Problem statement – Please copy every one of the following entries line by line, reproducing each character without change.

Data records –

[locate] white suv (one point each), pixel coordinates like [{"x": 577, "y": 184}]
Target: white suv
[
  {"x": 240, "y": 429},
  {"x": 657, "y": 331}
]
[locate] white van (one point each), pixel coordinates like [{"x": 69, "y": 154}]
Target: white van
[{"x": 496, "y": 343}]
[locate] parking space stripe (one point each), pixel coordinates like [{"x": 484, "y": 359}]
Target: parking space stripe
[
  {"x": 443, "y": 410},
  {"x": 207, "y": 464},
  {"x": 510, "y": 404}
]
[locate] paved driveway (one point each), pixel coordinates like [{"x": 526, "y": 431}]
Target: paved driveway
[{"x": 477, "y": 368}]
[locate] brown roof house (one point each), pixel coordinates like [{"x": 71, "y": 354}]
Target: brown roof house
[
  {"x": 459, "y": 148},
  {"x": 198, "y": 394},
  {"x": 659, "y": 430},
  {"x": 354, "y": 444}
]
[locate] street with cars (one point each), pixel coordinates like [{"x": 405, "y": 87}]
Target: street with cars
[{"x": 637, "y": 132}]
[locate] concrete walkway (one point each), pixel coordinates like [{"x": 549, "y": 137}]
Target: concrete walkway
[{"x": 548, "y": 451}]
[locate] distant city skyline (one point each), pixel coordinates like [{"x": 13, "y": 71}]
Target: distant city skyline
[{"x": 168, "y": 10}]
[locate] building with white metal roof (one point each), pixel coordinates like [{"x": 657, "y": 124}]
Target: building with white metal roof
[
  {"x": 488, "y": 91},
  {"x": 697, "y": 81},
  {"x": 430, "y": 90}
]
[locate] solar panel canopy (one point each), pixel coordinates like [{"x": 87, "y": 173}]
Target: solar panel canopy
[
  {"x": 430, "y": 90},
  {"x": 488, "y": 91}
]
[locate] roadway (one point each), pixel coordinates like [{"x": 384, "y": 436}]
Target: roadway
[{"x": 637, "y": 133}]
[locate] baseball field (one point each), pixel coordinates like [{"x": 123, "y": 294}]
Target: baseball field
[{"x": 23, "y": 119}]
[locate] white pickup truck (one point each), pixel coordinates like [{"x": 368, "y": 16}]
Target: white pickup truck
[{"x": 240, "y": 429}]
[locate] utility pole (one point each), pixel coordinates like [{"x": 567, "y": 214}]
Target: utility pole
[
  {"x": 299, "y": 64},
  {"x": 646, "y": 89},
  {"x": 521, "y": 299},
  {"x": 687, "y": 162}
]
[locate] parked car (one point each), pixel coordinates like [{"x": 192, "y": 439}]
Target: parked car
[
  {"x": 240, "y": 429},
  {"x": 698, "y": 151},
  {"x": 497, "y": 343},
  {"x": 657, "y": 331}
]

Written solution –
[locate] white suv (one point each), pixel coordinates like [{"x": 577, "y": 184}]
Target: white suv
[
  {"x": 240, "y": 429},
  {"x": 657, "y": 331}
]
[locate] white van (one point each), pixel coordinates like [{"x": 69, "y": 154}]
Target: white van
[{"x": 496, "y": 343}]
[locate] parking space stripe (one point each), pixel coordinates like [{"x": 484, "y": 359}]
Target: parking space stripe
[
  {"x": 443, "y": 410},
  {"x": 207, "y": 464},
  {"x": 510, "y": 404}
]
[locate] paved driveway (one point each), pixel coordinates like [{"x": 526, "y": 431}]
Target: paved driveway
[{"x": 477, "y": 368}]
[locate] brown roof house (one point each), pixel coordinates like [{"x": 71, "y": 354}]
Target: brown roof house
[
  {"x": 459, "y": 148},
  {"x": 198, "y": 394},
  {"x": 659, "y": 430},
  {"x": 354, "y": 444}
]
[locate] street with cars (one point each), pixel coordinates like [{"x": 405, "y": 87}]
Target: street with cars
[{"x": 637, "y": 132}]
[locate] concrete walkway (one point each), pixel coordinates like [{"x": 549, "y": 137}]
Target: concrete walkway
[{"x": 548, "y": 451}]
[locate] distant city skyline (one point each), pixel coordinates like [{"x": 13, "y": 71}]
Target: distant city skyline
[{"x": 168, "y": 10}]
[locate] building with white metal roof (one point each), pixel coordinates like [{"x": 657, "y": 124}]
Target: building with white metal roof
[
  {"x": 488, "y": 91},
  {"x": 697, "y": 81},
  {"x": 430, "y": 90}
]
[locate] solar panel canopy (one point each), pixel coordinates like [{"x": 87, "y": 173}]
Target: solar panel canopy
[
  {"x": 430, "y": 90},
  {"x": 488, "y": 91}
]
[locate] roadway (one point each), pixel coordinates like [{"x": 384, "y": 436}]
Target: roadway
[{"x": 637, "y": 133}]
[locate] baseball field (one point each), pixel coordinates like [{"x": 123, "y": 294}]
Target: baseball field
[{"x": 23, "y": 119}]
[locate] white pickup truck (one point each), pixel coordinates like [{"x": 368, "y": 16}]
Target: white pickup truck
[{"x": 240, "y": 429}]
[locate] utility pole (one point each), pixel coordinates like [{"x": 567, "y": 214}]
Target: utility pole
[
  {"x": 299, "y": 64},
  {"x": 646, "y": 89},
  {"x": 521, "y": 299},
  {"x": 687, "y": 162}
]
[locate] parked car (one point each), pixel coordinates like [{"x": 192, "y": 439}]
Target: parked car
[
  {"x": 240, "y": 429},
  {"x": 698, "y": 151},
  {"x": 497, "y": 343},
  {"x": 657, "y": 331}
]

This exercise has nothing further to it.